Problem details
Answer these questions using the article on Japanese whaling:
(a) How many minke whales does Japan's whaling fleet plan to kill?
(b) In what year did the International Whaling Commission ban commercial whaling?
(c) Who is named as the Australian foreign minister?

Quoted passage

══════

Contributing Monkie Sarah Backhouse
Published on December 25, 2007
I’m pleased to announce that in Japan, humpback whales are officially off the menu — I mean, off the research list, as the country has euphemistically termed their annual slaughter. At least for a year. Surely, Hayden will be pleased.
Unfortunately, the same can’t be said across the board.
Bowing to pressure from Australia, Japan will stop slaughtering humpback whales — at least for this season. The country’s leading spokesman, Nobotaka Machimura, confirmed: “Japan has decided not to catch humpback whales for one year or two, but there will be no change in our stance on research whaling”. Japan had originally intended to kill 50 humpback whales, which prompted a furious backlash down under, where an estimated 1.5 million tourists take part in whale-watching excursions each year.
While a spokesman for the Australian foreign minister Stephen Smith welcomes the move by Japan, he added, “The Australian government strongly believes that there is no credible justification for the hunting of any whales, and will vigorously pursue its efforts [...] to see an end to whaling by Japan.”
This key cultural difference of the two countries could prove costly, as Australia is close military ally and trading partner of Japan.
Meanwhile, Japan’s whaling fleet — now en route to the southern ocean’s whale sanctuary — will proceed with plans to kill 900 minke whales and 50 endangered fin whales. Greenpeace spokesman Dave Walsh, on board the group’s ship Esperanza says, “We don’t think that one particular type of whale should be singled out. We’d like to see an end to the hunt altogether. Remember, Japan is still going to kill about 1,000 other whales this season.”
The International Whaling Commission banned commercial whaling back in 1986 but made an exception for Japan under the premise of “scientific research”. Critics would argue that it is in fact commercial whaling in disguise, and that the whale meat often ends up at the Tsukiji fish market before being distributed to supermarkets and restaurants.
Whaling has been practiced in some parts of Japan (like Wakayama) since the 17th century. It gained popularity after WWII as an inexpensive source of protein. Since then, however, as incomes rose, that protein has been replaced by beef, pork, tuna, salmon. The underlying concern for Japan — one of the biggest consumers of seafood the planet — is that other fish may start to be regulated in same way as whaling. (That and a sense of pride about not being told what to do.)
As a half-Japanese Australian passport holder, it’s clear that Japan has to face facts: fishing is simply not sustainable at its current rate, and no amount of tradition or pride can change that.

══════

Region pointing data
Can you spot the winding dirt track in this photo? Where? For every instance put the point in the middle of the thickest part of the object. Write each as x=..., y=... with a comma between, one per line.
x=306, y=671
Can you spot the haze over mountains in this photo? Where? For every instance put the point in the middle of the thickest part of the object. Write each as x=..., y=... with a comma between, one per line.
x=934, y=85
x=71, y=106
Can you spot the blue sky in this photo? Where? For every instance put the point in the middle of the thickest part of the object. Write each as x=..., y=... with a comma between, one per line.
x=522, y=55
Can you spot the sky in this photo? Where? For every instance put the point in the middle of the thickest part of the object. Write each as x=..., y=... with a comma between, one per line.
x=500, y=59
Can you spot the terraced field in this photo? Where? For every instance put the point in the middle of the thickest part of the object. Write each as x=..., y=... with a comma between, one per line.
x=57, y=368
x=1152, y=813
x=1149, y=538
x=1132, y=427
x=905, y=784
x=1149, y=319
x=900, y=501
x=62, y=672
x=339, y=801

══════

Problem solution
(a) 900
(b) 1986
(c) Stephen Smith